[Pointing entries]
────────────────────────────────────────

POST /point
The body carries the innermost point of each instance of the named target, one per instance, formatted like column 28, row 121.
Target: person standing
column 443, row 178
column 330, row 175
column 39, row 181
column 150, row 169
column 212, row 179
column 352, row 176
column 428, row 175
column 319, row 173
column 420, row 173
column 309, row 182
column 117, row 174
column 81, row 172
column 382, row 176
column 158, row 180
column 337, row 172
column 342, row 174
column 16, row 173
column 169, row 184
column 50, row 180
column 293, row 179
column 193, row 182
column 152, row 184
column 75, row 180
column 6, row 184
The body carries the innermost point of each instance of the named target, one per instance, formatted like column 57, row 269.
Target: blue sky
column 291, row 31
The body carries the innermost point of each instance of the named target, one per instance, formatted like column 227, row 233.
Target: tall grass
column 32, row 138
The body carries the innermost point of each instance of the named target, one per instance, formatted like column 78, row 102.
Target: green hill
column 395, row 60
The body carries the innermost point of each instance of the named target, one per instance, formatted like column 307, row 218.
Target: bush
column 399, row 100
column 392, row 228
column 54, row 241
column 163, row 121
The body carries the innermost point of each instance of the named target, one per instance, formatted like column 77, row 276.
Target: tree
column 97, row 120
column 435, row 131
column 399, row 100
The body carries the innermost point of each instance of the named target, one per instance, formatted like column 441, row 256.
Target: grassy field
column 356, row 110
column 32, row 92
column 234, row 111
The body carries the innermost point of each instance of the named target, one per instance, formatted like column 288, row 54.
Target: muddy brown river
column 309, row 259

────────────────────────────────────────

**Your task**
Output all the entries above as a two-column CSV with the columns "entry" and "answer", one row per entry. Enclose each field in double quotes and replace every line break inside a field with a space.

**Exercise response**
entry,answer
"POST /point The body carries the innermost point of each instance of the named target, one per instance, formatted like column 28, row 121. Target: person standing","column 443, row 178 column 330, row 175 column 39, row 181 column 150, row 169 column 212, row 179 column 352, row 176 column 428, row 175 column 319, row 173 column 420, row 173 column 309, row 182 column 117, row 174 column 81, row 172 column 382, row 176 column 158, row 180 column 337, row 172 column 342, row 174 column 16, row 173 column 169, row 184 column 50, row 180 column 293, row 179 column 193, row 182 column 152, row 184 column 75, row 180 column 6, row 184"
"The body carries the innermost point of each instance of the named target, one per instance, formatted like column 57, row 269. Target: blue sky","column 291, row 31"
"The body carries the innermost point of each instance of the named target, one per instance, formatted like column 227, row 233. Target: tall grass","column 32, row 138"
"The body carries the innermost point of each instance of the named target, one per instance, formatted like column 78, row 102. Target: green hill","column 395, row 60"
"The body carries the innermost point of each instance of the named target, one per instance, formatted like column 307, row 218. Target: bush","column 399, row 100 column 392, row 228 column 54, row 241 column 163, row 121"
"The body carries the innermost point of each instance of the named target, one per instance, formatted like column 77, row 276. Target: tree","column 97, row 120 column 435, row 131 column 399, row 100"
"The body carries the innermost point of each instance of the named target, one per instance, formatted like column 441, row 256. Target: grassy field","column 356, row 110 column 32, row 92 column 234, row 111"
"The body carries the innermost point of each instance of the named target, one per instance, formatted like column 288, row 54. Target: muddy brown river","column 309, row 259"